*Work instructions*.
Please rewrite the records between the lines holding "task | place a point on the white metal" and "x=118, y=99", inclusive, and nothing else, keeping the requests unchanged. Scale every answer point coordinate by 1.65, rounding to whole numbers with halves going up, and leave the sample coordinates in the requests as they are.

━━━━━━━━━━━━━━━━

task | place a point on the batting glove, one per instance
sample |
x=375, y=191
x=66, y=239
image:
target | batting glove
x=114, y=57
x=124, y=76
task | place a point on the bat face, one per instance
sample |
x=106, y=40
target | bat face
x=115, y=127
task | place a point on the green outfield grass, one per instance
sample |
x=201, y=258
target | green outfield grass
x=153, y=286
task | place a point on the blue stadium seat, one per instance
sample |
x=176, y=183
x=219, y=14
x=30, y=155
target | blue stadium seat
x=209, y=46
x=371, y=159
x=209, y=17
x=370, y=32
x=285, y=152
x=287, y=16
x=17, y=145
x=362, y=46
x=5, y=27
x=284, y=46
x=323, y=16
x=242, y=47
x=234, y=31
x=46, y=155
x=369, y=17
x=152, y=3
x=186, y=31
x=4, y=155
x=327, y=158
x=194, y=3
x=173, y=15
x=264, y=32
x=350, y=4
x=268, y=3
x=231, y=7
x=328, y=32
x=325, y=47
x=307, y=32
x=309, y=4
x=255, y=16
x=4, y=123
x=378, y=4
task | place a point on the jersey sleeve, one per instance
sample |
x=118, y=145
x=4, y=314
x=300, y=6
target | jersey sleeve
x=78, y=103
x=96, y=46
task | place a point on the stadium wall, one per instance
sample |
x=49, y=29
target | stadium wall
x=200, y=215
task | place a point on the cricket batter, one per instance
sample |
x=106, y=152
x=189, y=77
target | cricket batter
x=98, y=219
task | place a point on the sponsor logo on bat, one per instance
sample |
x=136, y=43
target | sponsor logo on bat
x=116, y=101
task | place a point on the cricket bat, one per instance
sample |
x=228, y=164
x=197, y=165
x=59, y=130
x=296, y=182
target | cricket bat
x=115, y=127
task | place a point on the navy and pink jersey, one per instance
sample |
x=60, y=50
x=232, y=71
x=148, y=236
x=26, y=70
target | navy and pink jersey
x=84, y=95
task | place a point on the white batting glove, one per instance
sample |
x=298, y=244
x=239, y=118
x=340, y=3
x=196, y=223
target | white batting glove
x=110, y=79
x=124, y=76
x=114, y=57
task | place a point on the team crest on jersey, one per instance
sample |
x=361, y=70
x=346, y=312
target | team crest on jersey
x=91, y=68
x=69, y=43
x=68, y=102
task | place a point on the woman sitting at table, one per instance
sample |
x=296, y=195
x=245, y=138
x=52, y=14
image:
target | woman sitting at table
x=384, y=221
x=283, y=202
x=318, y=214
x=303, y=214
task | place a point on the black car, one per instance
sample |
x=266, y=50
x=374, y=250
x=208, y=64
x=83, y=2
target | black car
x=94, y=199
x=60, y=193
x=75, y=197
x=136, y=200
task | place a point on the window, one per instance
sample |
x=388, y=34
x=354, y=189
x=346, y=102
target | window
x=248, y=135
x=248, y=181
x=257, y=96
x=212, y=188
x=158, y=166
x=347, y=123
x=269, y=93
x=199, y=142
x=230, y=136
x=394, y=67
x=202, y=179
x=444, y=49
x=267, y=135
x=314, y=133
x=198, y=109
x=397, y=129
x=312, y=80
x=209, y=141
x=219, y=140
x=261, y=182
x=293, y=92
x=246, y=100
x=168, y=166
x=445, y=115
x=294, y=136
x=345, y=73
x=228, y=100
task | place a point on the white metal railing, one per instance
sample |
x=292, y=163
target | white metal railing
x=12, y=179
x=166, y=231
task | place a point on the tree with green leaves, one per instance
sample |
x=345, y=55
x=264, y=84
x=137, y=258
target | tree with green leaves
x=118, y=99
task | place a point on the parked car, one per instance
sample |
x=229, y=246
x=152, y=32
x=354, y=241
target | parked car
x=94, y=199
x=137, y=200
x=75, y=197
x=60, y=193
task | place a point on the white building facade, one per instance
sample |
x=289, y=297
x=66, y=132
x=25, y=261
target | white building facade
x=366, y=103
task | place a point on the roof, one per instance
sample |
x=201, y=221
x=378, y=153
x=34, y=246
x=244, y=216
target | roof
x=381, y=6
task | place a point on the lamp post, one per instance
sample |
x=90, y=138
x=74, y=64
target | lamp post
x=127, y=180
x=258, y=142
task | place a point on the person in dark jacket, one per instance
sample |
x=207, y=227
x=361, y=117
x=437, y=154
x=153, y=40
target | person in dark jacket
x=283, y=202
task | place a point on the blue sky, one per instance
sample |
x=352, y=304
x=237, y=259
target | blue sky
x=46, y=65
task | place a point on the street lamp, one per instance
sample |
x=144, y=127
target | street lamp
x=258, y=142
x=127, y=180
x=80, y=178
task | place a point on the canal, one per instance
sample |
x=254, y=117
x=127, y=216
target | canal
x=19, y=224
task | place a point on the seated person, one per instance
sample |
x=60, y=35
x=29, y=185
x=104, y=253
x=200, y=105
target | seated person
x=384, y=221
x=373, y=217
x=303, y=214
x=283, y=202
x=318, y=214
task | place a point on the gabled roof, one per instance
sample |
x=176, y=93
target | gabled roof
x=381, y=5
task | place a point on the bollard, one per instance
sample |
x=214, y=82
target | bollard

━━━━━━━━━━━━━━━━

*Final result*.
task | place a point on the white metal railing, one per instance
sample |
x=292, y=163
target | white metal railing
x=20, y=295
x=274, y=381
task | place a point on the tree with green leaves, one per instance
sample |
x=345, y=55
x=264, y=84
x=137, y=258
target | tree with green leaves
x=195, y=163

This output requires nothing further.